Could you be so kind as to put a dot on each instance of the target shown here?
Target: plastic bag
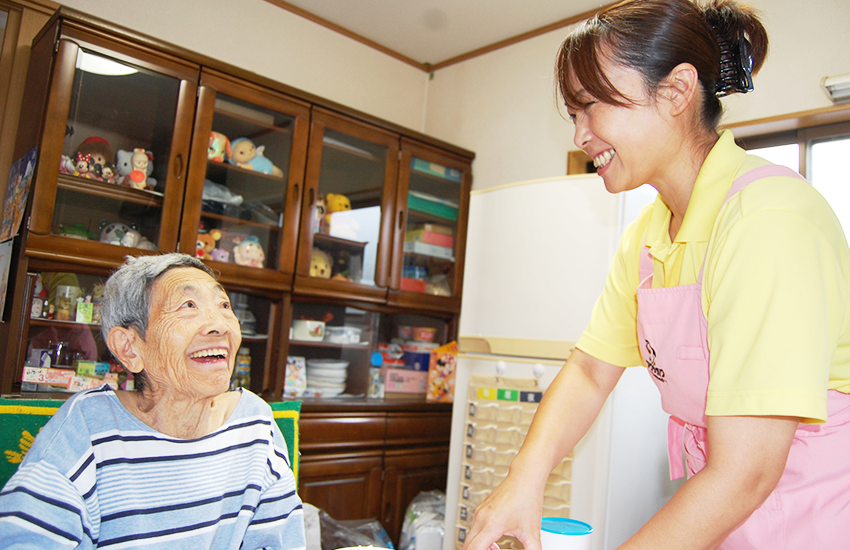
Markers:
(343, 534)
(423, 526)
(219, 193)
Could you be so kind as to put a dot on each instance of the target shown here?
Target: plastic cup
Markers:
(66, 302)
(565, 534)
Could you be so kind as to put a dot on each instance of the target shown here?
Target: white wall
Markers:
(501, 105)
(260, 37)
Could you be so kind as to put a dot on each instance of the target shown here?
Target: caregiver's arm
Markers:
(747, 458)
(569, 407)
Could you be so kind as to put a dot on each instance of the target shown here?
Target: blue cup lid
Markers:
(566, 526)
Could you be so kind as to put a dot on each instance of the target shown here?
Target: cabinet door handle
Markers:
(178, 166)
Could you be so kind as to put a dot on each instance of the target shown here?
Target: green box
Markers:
(433, 207)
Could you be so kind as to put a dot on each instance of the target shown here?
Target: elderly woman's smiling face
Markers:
(192, 336)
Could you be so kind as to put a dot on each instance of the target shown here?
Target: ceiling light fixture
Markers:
(837, 87)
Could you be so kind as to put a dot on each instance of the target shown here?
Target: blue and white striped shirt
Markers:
(98, 477)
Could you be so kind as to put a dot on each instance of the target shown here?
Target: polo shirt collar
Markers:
(713, 182)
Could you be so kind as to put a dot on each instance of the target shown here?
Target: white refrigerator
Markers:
(538, 254)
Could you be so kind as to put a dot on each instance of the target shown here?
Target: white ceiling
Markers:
(432, 31)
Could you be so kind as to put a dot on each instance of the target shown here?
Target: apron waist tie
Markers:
(675, 442)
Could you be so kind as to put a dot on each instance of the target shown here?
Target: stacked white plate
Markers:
(327, 376)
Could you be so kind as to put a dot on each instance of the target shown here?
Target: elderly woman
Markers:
(181, 462)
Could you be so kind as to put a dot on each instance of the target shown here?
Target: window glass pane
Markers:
(785, 155)
(829, 175)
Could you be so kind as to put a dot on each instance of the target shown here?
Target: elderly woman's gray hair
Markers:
(127, 292)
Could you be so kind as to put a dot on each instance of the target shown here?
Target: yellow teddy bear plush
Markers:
(336, 203)
(320, 264)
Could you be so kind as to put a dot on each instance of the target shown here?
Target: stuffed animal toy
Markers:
(220, 255)
(249, 252)
(204, 246)
(346, 229)
(336, 203)
(99, 149)
(320, 222)
(66, 165)
(108, 173)
(250, 157)
(219, 147)
(113, 233)
(83, 166)
(137, 160)
(320, 264)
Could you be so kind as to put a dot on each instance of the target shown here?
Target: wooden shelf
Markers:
(235, 168)
(338, 242)
(40, 322)
(329, 345)
(239, 221)
(110, 190)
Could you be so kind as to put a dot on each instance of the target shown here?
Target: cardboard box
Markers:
(405, 381)
(417, 355)
(441, 374)
(296, 377)
(425, 249)
(50, 376)
(412, 285)
(429, 237)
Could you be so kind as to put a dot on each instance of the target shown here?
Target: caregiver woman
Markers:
(732, 289)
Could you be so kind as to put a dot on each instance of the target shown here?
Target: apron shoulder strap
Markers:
(766, 171)
(748, 177)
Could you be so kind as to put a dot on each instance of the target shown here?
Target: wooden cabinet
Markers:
(371, 463)
(243, 192)
(321, 179)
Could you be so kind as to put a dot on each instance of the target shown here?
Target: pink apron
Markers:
(810, 507)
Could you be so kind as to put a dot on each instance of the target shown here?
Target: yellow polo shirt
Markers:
(776, 289)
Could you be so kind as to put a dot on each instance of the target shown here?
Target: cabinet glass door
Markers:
(244, 197)
(114, 168)
(330, 347)
(350, 177)
(430, 244)
(64, 335)
(257, 360)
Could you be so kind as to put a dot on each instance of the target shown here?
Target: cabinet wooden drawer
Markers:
(331, 432)
(344, 486)
(420, 428)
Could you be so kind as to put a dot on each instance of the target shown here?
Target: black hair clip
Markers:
(736, 67)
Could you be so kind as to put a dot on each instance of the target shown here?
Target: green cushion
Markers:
(21, 420)
(287, 414)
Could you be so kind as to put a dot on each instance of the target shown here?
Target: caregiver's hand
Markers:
(514, 508)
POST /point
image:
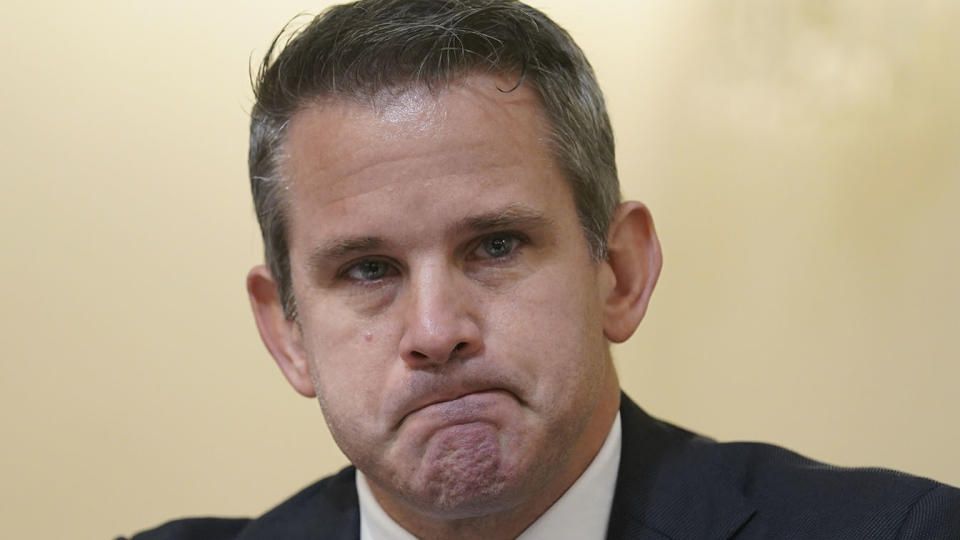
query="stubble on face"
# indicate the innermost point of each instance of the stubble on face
(542, 347)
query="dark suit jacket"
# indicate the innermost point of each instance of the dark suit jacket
(672, 484)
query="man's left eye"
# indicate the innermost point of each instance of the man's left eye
(497, 246)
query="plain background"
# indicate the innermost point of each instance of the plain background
(800, 159)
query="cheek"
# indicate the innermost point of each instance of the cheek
(554, 333)
(350, 362)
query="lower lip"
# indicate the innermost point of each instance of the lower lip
(473, 407)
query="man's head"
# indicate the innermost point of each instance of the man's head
(455, 283)
(356, 51)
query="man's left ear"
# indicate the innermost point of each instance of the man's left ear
(633, 256)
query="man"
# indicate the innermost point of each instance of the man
(447, 262)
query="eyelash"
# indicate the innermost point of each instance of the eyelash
(517, 240)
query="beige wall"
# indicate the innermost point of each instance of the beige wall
(801, 160)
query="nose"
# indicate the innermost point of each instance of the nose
(440, 324)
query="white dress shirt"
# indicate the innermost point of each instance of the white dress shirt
(581, 513)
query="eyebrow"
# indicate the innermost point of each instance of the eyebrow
(341, 248)
(512, 216)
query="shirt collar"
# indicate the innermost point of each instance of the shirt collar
(581, 513)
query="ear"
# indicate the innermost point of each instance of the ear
(281, 335)
(633, 255)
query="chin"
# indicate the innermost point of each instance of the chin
(465, 472)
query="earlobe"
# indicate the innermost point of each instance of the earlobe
(280, 334)
(633, 255)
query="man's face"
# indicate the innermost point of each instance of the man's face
(449, 312)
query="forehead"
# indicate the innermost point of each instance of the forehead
(475, 134)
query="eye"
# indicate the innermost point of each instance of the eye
(368, 270)
(497, 246)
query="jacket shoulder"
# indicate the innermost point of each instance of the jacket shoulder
(794, 493)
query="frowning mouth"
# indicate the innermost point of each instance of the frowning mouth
(459, 406)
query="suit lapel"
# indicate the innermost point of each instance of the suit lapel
(669, 485)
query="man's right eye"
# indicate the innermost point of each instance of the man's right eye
(370, 270)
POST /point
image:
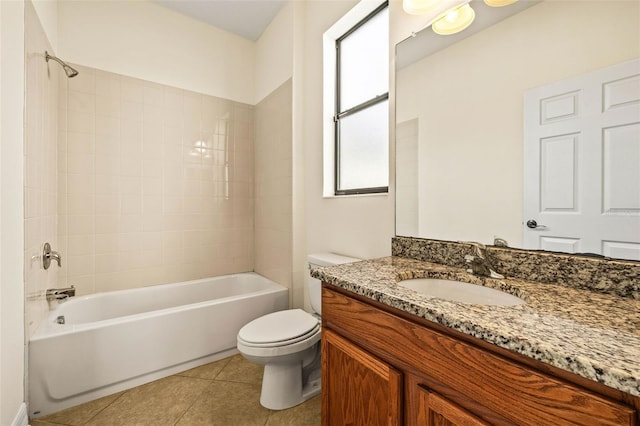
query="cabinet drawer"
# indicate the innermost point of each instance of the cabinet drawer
(514, 391)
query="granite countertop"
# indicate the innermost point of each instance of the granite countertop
(594, 335)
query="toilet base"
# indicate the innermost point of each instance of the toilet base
(282, 386)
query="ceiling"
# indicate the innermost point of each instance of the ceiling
(246, 18)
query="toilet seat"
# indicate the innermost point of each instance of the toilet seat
(279, 329)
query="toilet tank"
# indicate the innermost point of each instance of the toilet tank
(315, 286)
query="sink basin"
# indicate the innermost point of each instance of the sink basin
(458, 291)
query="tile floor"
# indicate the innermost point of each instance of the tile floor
(225, 392)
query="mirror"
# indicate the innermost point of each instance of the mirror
(459, 109)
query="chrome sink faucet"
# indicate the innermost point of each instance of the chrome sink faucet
(60, 293)
(479, 263)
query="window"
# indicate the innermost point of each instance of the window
(361, 118)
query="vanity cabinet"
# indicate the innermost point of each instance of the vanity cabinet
(382, 366)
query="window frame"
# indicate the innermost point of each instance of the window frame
(338, 114)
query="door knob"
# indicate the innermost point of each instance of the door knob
(531, 223)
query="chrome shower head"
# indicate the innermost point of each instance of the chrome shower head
(70, 71)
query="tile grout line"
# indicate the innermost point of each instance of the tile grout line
(106, 406)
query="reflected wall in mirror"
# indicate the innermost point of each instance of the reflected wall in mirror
(459, 112)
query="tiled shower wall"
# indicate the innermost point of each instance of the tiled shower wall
(155, 183)
(273, 187)
(40, 168)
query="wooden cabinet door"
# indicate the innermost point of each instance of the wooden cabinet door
(434, 410)
(357, 388)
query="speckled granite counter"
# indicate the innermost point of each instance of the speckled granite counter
(593, 335)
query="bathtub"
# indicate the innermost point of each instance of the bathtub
(117, 340)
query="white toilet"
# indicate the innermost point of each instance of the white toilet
(287, 343)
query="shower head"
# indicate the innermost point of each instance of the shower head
(67, 69)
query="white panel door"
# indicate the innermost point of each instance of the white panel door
(582, 164)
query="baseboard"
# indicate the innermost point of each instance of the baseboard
(21, 418)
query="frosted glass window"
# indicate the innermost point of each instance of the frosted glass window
(364, 140)
(362, 106)
(364, 61)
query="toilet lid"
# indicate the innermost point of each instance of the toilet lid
(279, 327)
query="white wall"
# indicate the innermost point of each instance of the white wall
(47, 12)
(12, 349)
(274, 54)
(144, 40)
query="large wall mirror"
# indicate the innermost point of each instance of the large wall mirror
(460, 121)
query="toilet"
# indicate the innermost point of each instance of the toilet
(287, 343)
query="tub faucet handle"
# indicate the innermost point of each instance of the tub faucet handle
(60, 293)
(48, 255)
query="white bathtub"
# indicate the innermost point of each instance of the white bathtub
(116, 340)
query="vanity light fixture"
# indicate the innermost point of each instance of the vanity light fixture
(445, 16)
(499, 3)
(454, 21)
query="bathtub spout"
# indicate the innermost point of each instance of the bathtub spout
(60, 293)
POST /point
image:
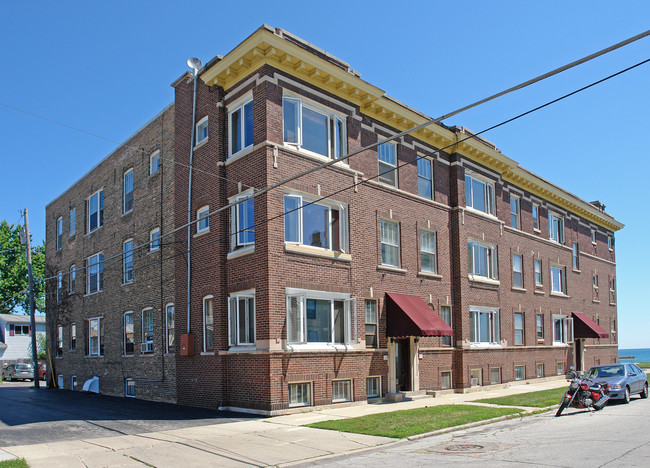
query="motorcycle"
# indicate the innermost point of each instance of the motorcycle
(583, 393)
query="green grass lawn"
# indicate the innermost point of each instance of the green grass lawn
(405, 423)
(540, 399)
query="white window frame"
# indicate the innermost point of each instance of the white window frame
(515, 216)
(389, 243)
(491, 260)
(202, 217)
(99, 281)
(487, 192)
(154, 162)
(241, 137)
(235, 315)
(154, 239)
(297, 216)
(99, 194)
(336, 127)
(126, 192)
(202, 131)
(205, 329)
(432, 254)
(387, 171)
(492, 314)
(558, 285)
(301, 296)
(555, 227)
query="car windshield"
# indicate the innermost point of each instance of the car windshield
(605, 371)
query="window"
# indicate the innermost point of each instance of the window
(538, 272)
(520, 372)
(300, 394)
(208, 324)
(372, 320)
(484, 326)
(129, 335)
(95, 337)
(241, 128)
(147, 331)
(558, 275)
(445, 314)
(169, 323)
(59, 233)
(445, 380)
(373, 387)
(73, 222)
(95, 211)
(313, 129)
(154, 240)
(515, 212)
(241, 314)
(314, 317)
(59, 286)
(517, 271)
(519, 328)
(556, 228)
(319, 225)
(203, 221)
(128, 191)
(539, 326)
(428, 261)
(479, 194)
(202, 130)
(341, 391)
(59, 341)
(482, 259)
(387, 158)
(242, 224)
(425, 177)
(73, 279)
(73, 337)
(127, 261)
(130, 388)
(390, 243)
(154, 162)
(562, 329)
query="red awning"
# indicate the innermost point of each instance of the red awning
(584, 327)
(410, 316)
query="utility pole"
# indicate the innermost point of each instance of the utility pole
(31, 301)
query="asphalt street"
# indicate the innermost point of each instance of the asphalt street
(616, 436)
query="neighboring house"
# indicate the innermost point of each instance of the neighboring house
(16, 336)
(430, 263)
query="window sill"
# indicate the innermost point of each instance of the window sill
(391, 269)
(481, 279)
(317, 252)
(249, 249)
(428, 274)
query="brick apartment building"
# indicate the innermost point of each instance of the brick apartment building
(433, 262)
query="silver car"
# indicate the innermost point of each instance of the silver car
(18, 372)
(623, 379)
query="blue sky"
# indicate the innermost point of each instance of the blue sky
(106, 68)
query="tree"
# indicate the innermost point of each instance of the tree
(14, 292)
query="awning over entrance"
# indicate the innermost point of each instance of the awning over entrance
(408, 315)
(584, 327)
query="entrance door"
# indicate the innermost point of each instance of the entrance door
(403, 364)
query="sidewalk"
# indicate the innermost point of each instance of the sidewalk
(258, 442)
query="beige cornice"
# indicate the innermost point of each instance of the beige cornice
(268, 46)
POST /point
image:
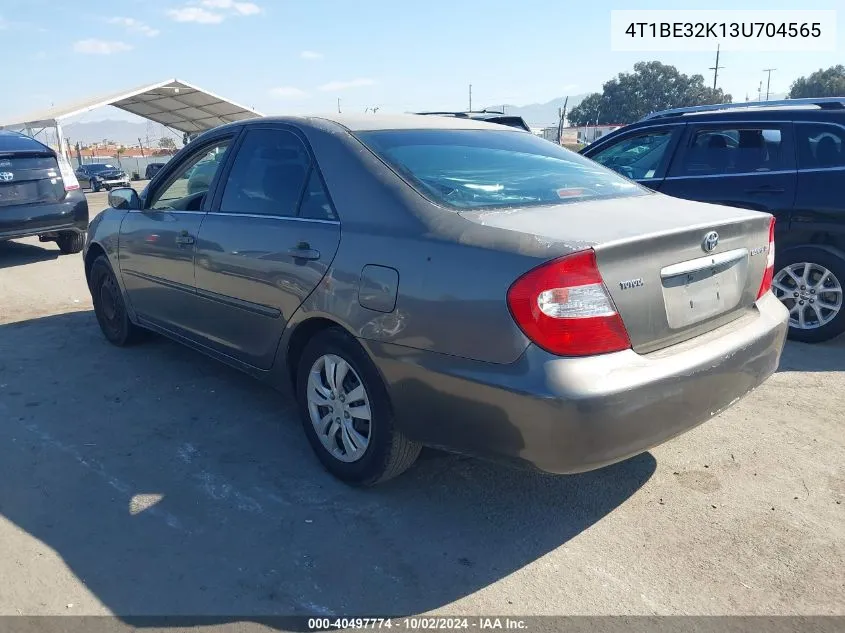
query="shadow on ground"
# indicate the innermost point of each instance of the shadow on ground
(172, 485)
(828, 356)
(20, 254)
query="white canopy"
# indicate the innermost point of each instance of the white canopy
(173, 103)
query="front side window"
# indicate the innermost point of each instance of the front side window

****************************************

Which lines of the records contain the word "plastic"? Copy each of them.

Target: plastic bag
Target: plastic cup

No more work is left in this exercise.